* _DATA FOR PROCESSING_
--

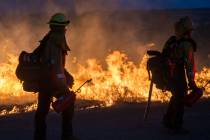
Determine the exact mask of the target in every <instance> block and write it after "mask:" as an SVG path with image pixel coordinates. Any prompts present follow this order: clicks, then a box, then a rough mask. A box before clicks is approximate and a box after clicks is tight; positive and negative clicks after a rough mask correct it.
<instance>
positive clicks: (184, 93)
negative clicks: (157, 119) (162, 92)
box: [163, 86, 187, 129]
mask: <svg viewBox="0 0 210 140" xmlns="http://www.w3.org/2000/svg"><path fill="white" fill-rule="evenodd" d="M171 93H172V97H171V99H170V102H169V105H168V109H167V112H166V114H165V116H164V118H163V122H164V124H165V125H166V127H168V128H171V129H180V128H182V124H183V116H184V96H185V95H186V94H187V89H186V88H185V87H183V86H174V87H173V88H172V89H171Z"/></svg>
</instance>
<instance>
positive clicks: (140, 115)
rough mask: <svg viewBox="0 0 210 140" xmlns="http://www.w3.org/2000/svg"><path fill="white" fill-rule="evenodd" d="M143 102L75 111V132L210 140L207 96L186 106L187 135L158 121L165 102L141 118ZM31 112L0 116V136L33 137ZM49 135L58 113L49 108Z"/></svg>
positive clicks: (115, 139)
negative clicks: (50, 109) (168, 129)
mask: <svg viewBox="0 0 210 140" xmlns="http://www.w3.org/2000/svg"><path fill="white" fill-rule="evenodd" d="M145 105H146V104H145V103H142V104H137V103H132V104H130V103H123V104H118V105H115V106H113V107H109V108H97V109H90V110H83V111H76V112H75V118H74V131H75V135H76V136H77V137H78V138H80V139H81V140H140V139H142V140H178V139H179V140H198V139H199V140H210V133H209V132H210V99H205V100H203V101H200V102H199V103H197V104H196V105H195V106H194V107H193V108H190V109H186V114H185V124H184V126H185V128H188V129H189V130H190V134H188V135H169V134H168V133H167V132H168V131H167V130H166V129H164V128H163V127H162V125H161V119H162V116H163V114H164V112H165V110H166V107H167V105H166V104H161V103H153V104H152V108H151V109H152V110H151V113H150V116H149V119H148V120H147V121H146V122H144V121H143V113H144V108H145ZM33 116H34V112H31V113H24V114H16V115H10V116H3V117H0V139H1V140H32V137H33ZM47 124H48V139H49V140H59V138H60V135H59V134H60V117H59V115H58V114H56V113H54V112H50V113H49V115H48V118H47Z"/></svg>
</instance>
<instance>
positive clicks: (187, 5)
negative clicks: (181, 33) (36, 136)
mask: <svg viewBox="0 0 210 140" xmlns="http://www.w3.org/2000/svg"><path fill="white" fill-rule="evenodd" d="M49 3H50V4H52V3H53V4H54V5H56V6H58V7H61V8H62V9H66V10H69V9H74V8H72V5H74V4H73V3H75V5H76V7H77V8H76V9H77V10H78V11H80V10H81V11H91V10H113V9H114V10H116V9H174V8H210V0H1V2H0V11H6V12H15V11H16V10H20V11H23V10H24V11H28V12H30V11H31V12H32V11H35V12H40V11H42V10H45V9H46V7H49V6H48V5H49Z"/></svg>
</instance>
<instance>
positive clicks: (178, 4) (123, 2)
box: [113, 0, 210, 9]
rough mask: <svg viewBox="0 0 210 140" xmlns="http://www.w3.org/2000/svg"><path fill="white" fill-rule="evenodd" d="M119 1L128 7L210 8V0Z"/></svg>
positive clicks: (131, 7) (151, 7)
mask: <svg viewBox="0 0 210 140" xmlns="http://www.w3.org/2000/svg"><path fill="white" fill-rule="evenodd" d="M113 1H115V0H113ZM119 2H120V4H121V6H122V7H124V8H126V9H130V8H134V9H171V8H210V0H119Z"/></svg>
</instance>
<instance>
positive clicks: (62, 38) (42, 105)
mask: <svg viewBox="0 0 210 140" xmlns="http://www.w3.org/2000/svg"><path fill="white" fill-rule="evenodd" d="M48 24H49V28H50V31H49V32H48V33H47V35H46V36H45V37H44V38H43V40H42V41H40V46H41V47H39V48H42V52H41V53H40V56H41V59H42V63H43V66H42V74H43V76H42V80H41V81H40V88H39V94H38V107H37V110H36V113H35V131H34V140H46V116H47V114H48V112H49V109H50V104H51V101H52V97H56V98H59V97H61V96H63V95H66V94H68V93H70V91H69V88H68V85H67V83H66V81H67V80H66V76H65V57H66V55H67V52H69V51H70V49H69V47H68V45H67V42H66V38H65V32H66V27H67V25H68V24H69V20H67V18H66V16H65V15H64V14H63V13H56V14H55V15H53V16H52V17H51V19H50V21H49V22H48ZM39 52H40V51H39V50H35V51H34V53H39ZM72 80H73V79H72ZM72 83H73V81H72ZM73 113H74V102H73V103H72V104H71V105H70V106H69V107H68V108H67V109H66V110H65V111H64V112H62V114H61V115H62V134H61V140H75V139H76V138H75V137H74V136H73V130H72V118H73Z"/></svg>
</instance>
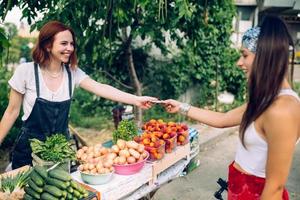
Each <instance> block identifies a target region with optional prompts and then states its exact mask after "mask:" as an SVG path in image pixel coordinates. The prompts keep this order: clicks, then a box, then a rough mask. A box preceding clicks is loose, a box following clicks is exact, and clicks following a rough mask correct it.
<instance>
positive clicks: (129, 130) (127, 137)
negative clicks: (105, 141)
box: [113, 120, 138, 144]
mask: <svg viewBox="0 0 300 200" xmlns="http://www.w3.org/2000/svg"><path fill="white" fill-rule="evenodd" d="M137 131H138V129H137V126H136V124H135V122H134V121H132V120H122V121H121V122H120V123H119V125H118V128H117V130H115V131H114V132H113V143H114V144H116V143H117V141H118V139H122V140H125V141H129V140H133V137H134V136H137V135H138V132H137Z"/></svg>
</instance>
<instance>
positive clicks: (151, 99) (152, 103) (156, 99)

--

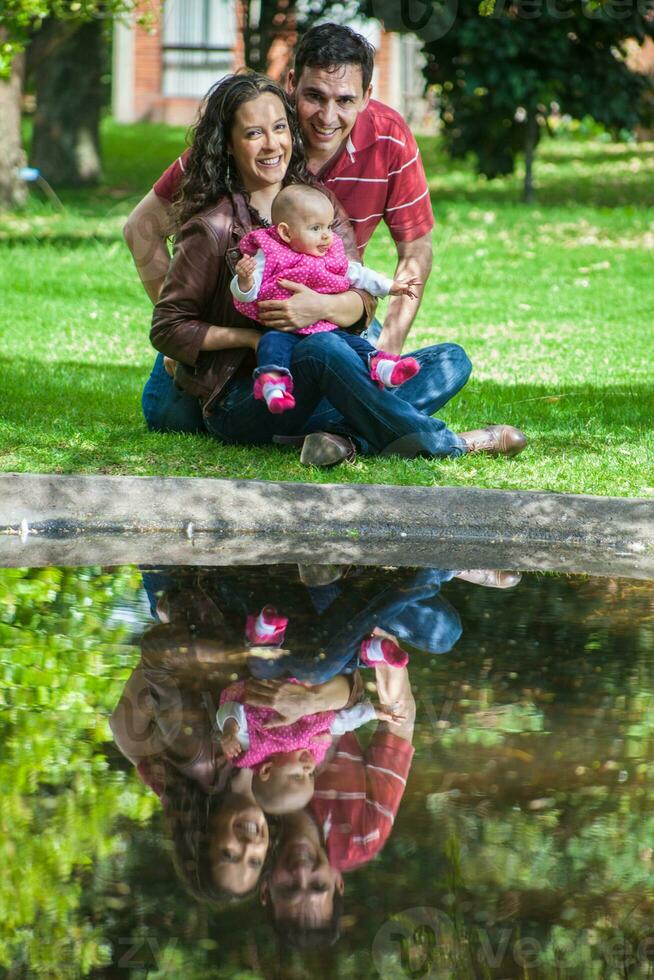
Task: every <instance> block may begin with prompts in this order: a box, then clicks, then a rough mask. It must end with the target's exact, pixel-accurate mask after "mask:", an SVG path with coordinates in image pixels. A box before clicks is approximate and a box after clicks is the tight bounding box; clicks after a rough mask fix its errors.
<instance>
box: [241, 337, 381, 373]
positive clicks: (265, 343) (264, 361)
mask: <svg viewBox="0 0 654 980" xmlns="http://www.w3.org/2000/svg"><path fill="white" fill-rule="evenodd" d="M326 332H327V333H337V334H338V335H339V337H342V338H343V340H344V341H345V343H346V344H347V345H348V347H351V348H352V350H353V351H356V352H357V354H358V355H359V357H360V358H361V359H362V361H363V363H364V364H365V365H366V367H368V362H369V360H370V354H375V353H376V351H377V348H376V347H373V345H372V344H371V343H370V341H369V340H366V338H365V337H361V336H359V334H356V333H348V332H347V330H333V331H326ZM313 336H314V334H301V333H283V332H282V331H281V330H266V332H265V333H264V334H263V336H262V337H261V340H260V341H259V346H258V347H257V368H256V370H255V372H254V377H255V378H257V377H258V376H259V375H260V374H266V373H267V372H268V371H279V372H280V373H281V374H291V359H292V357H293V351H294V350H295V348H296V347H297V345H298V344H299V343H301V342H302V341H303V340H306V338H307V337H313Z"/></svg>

--

* _TO-DO ITEM_
Can you give the data between the lines holding "Determine the exact" and "positive clicks: (115, 139)", inclusive, again with "rough mask" replaced by "coarse mask" and everything else left unchanged?

* _SOLUTION FOR THIS PROBLEM_
Determine the exact mask of the target in every <instance> block and write it after "mask:" as an SVG path with image pixel coordinates. Any prompts present follow this order: clicks, then a box, then a coarse mask. A box before clicks is approximate and a box after clicks is tight; positive and negative clicks after a coarse mask correct it.
<instance>
positive clicks: (184, 93)
negative clicks: (157, 119) (162, 92)
box: [163, 86, 187, 129]
mask: <svg viewBox="0 0 210 140" xmlns="http://www.w3.org/2000/svg"><path fill="white" fill-rule="evenodd" d="M171 93H172V97H171V99H170V102H169V105H168V109H167V112H166V114H165V116H164V118H163V122H164V124H165V125H166V127H168V128H171V129H180V128H182V124H183V116H184V96H185V95H186V94H187V89H186V88H185V87H183V86H174V87H173V88H172V89H171Z"/></svg>
</instance>
<instance>
positive clicks: (140, 115)
coarse mask: <svg viewBox="0 0 210 140" xmlns="http://www.w3.org/2000/svg"><path fill="white" fill-rule="evenodd" d="M143 102L75 111V132L210 140L207 96L186 106L187 135L158 121L165 102L141 118ZM31 112L0 116V136L33 137ZM49 135L58 113L49 108Z"/></svg>
positive clicks: (115, 139)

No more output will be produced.